◆ **WORK REQUIRED**
Please copy every line of the records below without changing anything.

◆ **TASK DATA**
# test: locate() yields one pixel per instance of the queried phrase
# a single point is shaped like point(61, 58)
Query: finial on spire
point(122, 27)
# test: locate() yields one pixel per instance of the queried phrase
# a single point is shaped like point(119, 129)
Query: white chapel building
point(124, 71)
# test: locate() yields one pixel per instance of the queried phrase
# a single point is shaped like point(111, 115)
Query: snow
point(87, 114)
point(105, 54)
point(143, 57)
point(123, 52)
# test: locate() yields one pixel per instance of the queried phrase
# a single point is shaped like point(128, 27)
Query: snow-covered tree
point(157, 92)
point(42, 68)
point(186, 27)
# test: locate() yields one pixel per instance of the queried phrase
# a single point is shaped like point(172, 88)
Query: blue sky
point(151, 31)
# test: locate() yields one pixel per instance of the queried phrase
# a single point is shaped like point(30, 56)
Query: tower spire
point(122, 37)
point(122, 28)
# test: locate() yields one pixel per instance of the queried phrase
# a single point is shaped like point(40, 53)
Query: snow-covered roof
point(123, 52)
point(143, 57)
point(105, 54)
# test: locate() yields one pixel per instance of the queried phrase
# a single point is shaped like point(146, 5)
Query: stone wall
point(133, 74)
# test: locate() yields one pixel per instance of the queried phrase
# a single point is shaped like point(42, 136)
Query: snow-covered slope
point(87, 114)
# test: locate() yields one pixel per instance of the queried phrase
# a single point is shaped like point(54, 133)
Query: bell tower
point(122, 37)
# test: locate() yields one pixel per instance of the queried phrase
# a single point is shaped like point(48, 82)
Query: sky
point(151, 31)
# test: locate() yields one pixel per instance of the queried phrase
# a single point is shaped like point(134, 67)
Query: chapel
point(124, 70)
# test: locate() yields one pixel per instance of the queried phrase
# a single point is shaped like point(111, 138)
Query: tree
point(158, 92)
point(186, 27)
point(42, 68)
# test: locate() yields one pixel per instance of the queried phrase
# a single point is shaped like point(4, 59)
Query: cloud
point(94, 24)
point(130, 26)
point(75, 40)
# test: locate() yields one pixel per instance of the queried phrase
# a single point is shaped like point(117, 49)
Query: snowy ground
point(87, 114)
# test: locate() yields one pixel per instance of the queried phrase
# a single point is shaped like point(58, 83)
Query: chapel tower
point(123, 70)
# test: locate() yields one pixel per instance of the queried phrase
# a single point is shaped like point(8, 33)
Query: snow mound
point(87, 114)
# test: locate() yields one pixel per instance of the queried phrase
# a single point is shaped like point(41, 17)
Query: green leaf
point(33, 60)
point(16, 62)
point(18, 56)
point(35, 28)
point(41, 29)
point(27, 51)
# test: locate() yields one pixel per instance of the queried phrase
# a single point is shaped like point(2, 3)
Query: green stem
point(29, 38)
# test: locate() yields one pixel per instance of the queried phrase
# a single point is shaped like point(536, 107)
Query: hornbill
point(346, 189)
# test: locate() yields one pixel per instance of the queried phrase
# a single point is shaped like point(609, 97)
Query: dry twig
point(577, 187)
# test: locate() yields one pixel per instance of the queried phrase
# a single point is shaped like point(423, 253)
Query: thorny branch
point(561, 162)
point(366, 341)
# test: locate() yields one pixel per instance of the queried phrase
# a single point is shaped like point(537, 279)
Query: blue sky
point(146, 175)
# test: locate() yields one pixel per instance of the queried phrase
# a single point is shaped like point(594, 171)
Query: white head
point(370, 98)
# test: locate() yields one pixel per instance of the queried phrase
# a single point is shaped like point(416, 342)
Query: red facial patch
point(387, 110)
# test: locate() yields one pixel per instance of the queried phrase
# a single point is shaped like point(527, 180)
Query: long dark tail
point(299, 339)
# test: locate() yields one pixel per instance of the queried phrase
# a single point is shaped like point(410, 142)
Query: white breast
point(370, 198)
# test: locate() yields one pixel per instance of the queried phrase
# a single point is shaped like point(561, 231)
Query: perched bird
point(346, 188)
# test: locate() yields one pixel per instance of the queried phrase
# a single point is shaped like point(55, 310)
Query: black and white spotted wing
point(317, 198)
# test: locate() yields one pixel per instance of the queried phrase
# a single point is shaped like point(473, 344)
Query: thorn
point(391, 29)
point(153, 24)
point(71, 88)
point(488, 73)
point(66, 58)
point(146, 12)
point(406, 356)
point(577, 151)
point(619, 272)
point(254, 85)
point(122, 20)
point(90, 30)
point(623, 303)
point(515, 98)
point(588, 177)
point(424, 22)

◆ **WRITTEN RESPONSE**
# test: locate() yields one pixel per instance of the queried phrase
# a single point is shaped like point(61, 58)
Query: finial on spire
point(122, 27)
# test: locate() yields one pixel per instance of the queried phrase
# a single point is shaped like point(119, 129)
Query: white chapel building
point(124, 71)
# test: locate() yields one pixel per instance of the queried phrase
# a single point is shaped like point(111, 115)
Query: snow
point(87, 114)
point(105, 54)
point(143, 57)
point(123, 52)
# test: locate() yields one pixel per instance of the queried phrase
# a single point is shaped like point(128, 27)
Query: snow-covered tree
point(157, 92)
point(42, 68)
point(186, 27)
# test: locate() yields one pixel per instance of the queried phrase
# a single point is shaped like point(172, 88)
Query: blue sky
point(151, 31)
# test: locate() yields one pixel per instance of the queried phrase
# a single point is shaped like point(30, 56)
Query: tower spire
point(122, 37)
point(122, 28)
# test: locate() yields one pixel per instance of the queried phrase
# a single point is shaped like point(40, 53)
Query: snow-covered roof
point(123, 52)
point(143, 57)
point(105, 54)
# test: locate() yields one pixel per instance of the queried phrase
# a single point is shaped like point(146, 5)
Query: stone wall
point(133, 74)
# test: locate() yields one pixel per instance of the queried phrase
# a single point is shaped like point(42, 136)
Query: snow-covered slope
point(87, 114)
# test: locate() yields one pixel per instance of the queried phrase
# a single point is shaped like point(54, 133)
Query: bell tower
point(122, 37)
# test: locate() yields one pixel per instance of the queried phrase
# a single point is shaped like point(48, 82)
Query: sky
point(151, 31)
# test: locate() yields one pixel per instance of the queried phrase
# a single point is shaped like point(134, 67)
Query: chapel
point(124, 70)
# test: locate() yields one pixel per instance of the queried phrase
# a single point is shaped like point(111, 138)
Query: tree
point(158, 92)
point(186, 27)
point(42, 68)
# test: locate() yields one pixel per instance of the queried phrase
# a single point is shaped like point(4, 59)
Query: cloud
point(94, 24)
point(130, 26)
point(75, 40)
# test: locate() yields one pixel per instance of the queried phrase
# a single point is shaped like point(117, 49)
Query: snowy ground
point(87, 114)
# test: locate() yields one pixel per instance of the queried phrase
# a single point is shaped like point(58, 83)
Query: chapel tower
point(123, 70)
# test: locate() yields one pixel per instance of the queried phrase
# a single point is shaped like point(8, 33)
Query: snow mound
point(87, 114)
# test: locate() yields one pixel per instance of the queried phrase
# a single point is shaped like point(41, 17)
Query: green leaf
point(33, 60)
point(16, 62)
point(18, 56)
point(35, 28)
point(41, 29)
point(27, 51)
# test: locate() yields one pixel per instance of the queried phrase
# a single point is shaped like point(2, 3)
Query: green stem
point(29, 38)
# test: locate() yields one pixel per instance of the queried phrase
# a single point is shaped like point(536, 107)
Query: hornbill
point(346, 189)
# test: locate() yields one pixel per instance of the queried phrase
# a single point is shaped like point(609, 97)
Query: dry twig
point(577, 187)
# test: locate() yields one pixel per instance of the queried phrase
# a single point is shaped like point(423, 253)
Query: thorny branch
point(561, 162)
point(366, 341)
# test: locate() yields one pixel per instance of the queried phrase
# a single point is shaped like point(537, 279)
Query: blue sky
point(146, 175)
# test: locate() yields one pixel per instance of the queried phrase
# a single point is shaped like point(594, 171)
Query: white head
point(370, 98)
# test: locate() yields one pixel per instance of the queried phrase
# a single point is shaped like point(416, 342)
Query: red facial patch
point(387, 110)
# test: locate() yields one pixel per instance of the queried phrase
# a single point is shaped like point(527, 180)
Query: long dark tail
point(299, 339)
# test: locate() yields one pixel per instance of the queried phrase
# a single point is shaped like point(410, 142)
Query: white breast
point(370, 198)
# test: locate() yields one pixel per instance of the queried phrase
# a single point is shaped like point(561, 231)
Query: perched bird
point(346, 188)
# test: locate() yields one pixel per instance of the queried phrase
# a single point is shaped like point(55, 310)
Query: black and white spotted wing
point(317, 198)
# test: locate() yields one pixel per instance of the queried phrase
# a single point is shaped like point(473, 344)
Query: thorn
point(391, 29)
point(153, 24)
point(71, 88)
point(488, 73)
point(66, 58)
point(146, 12)
point(406, 356)
point(577, 151)
point(619, 272)
point(254, 85)
point(122, 20)
point(90, 30)
point(623, 303)
point(515, 98)
point(588, 177)
point(424, 22)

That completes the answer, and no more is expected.